### EXCERPTED RECORDS
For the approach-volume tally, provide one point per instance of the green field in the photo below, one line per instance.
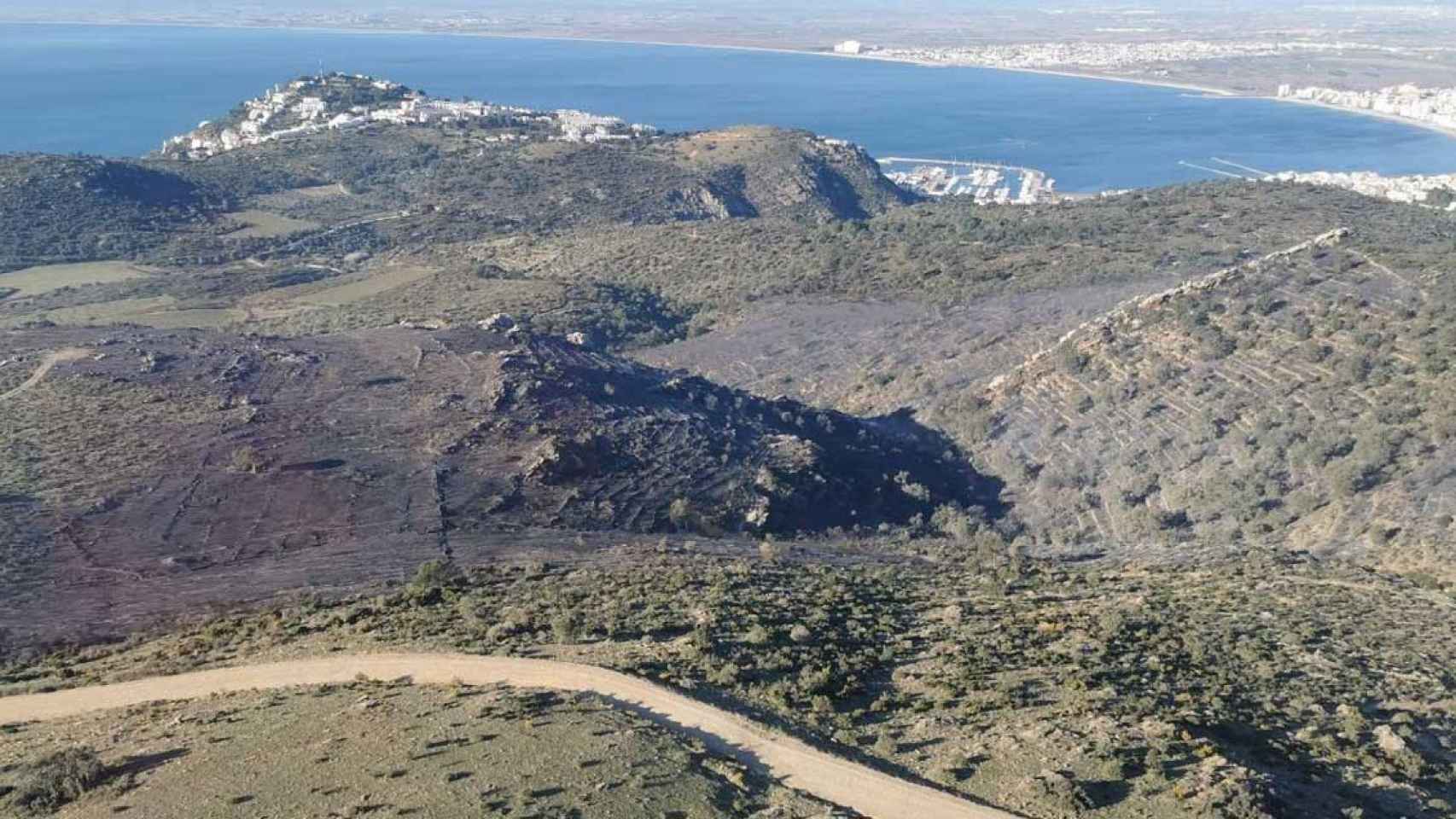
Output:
(34, 281)
(389, 750)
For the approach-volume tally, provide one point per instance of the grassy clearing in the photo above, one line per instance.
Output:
(264, 224)
(152, 311)
(34, 281)
(1237, 693)
(376, 284)
(393, 750)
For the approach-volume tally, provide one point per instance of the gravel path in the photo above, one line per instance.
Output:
(788, 759)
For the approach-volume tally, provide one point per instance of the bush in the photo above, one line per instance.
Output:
(59, 779)
(434, 575)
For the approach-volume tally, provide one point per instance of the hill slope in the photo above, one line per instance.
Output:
(1302, 398)
(230, 463)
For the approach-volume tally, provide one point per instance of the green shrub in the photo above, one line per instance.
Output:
(59, 779)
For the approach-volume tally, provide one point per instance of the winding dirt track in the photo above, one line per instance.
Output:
(47, 364)
(794, 763)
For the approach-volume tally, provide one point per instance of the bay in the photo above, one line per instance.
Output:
(121, 90)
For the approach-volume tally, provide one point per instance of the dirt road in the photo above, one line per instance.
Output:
(47, 364)
(794, 763)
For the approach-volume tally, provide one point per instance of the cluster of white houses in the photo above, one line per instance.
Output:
(1105, 55)
(1437, 191)
(1435, 107)
(300, 108)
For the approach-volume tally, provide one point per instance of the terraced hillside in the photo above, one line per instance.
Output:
(1302, 398)
(57, 210)
(236, 466)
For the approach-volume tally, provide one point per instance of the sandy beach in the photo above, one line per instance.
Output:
(802, 51)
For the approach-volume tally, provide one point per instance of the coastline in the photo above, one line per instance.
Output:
(1367, 113)
(802, 51)
(654, 43)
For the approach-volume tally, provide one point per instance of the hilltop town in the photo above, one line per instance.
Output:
(338, 102)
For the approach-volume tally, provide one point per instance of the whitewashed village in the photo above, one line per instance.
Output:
(336, 102)
(1431, 107)
(340, 102)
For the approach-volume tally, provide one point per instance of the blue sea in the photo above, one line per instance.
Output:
(121, 90)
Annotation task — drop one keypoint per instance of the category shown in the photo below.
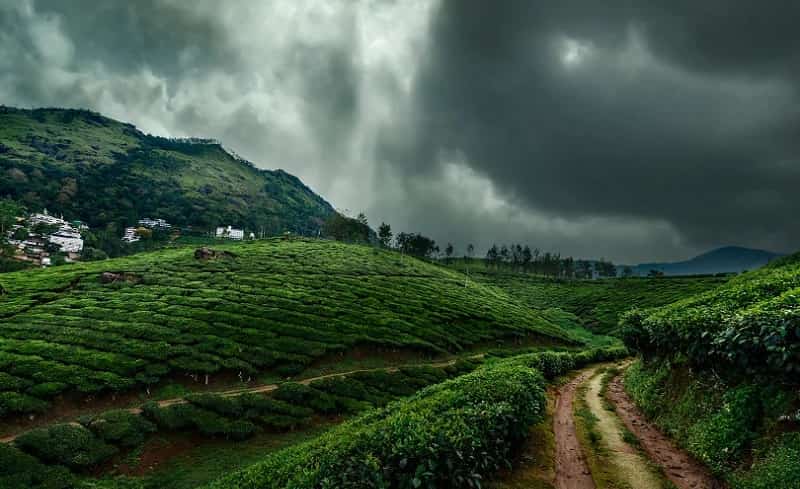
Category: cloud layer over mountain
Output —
(620, 130)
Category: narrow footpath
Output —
(572, 472)
(682, 470)
(262, 389)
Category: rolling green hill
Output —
(719, 373)
(273, 305)
(752, 324)
(599, 303)
(89, 167)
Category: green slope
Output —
(268, 305)
(719, 373)
(752, 324)
(599, 303)
(88, 167)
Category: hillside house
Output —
(230, 232)
(67, 237)
(130, 235)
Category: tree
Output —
(492, 256)
(416, 244)
(527, 256)
(584, 269)
(504, 254)
(385, 235)
(9, 211)
(342, 228)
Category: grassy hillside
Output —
(599, 303)
(752, 324)
(450, 435)
(270, 305)
(102, 171)
(720, 374)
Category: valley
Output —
(237, 366)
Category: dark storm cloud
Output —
(626, 129)
(566, 108)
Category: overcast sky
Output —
(630, 130)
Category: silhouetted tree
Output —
(385, 235)
(416, 244)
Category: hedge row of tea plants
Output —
(599, 304)
(747, 433)
(749, 326)
(449, 435)
(293, 404)
(96, 438)
(268, 305)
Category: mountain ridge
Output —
(105, 172)
(725, 259)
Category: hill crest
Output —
(727, 259)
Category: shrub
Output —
(65, 444)
(776, 468)
(16, 403)
(18, 470)
(121, 428)
(449, 435)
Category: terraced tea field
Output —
(274, 305)
(599, 304)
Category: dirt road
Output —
(572, 472)
(682, 470)
(270, 387)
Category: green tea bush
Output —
(448, 435)
(15, 403)
(751, 325)
(121, 428)
(776, 467)
(277, 304)
(732, 428)
(70, 445)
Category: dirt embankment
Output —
(680, 468)
(572, 472)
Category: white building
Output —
(67, 237)
(230, 232)
(130, 235)
(154, 223)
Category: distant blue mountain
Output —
(729, 259)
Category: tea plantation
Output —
(751, 325)
(270, 305)
(599, 303)
(450, 435)
(719, 373)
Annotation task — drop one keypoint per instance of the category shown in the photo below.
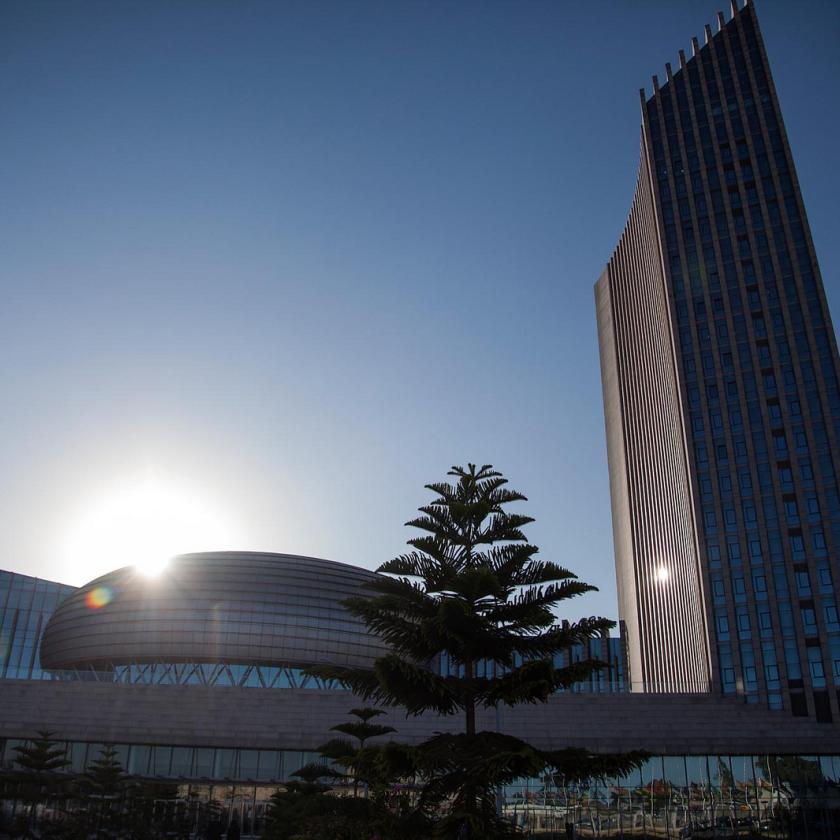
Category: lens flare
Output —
(99, 597)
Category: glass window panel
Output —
(204, 762)
(138, 760)
(161, 761)
(224, 767)
(182, 762)
(248, 764)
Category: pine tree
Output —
(473, 591)
(103, 783)
(357, 759)
(41, 762)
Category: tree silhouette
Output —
(39, 778)
(473, 591)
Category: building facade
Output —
(720, 375)
(196, 679)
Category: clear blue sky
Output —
(295, 259)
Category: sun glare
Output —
(144, 525)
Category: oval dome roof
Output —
(240, 607)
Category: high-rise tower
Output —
(720, 375)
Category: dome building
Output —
(248, 610)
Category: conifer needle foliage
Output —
(472, 591)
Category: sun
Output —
(143, 524)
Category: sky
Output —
(269, 268)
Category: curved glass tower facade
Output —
(756, 368)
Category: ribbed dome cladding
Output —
(243, 607)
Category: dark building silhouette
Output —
(720, 375)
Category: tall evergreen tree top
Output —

### TASK DIRECTIONS
Add 92 to every coordinate in the answers and write out the stretch from the line containing "Category: clear blue sky" through the end of the records, leaving all other lines unchanged.

### ANSWER TO THE PROBLEM
Category: clear blue sky
Output —
(387, 351)
Category: sun glare
Output —
(236, 617)
Category: oval dome roof
Output —
(332, 699)
Category: high-rise tower
Output —
(812, 467)
Category: dome building
Output —
(340, 702)
Category: conifer needle foliage
Output —
(564, 683)
Category: sun
Output —
(235, 616)
Category: sky
Output —
(361, 360)
Category: curved glass tower facade
Output —
(848, 460)
Category: ribbed dome cladding
Output —
(335, 699)
Category: dark building silhouette
Output —
(812, 467)
Category: tall evergreen tree top
Output —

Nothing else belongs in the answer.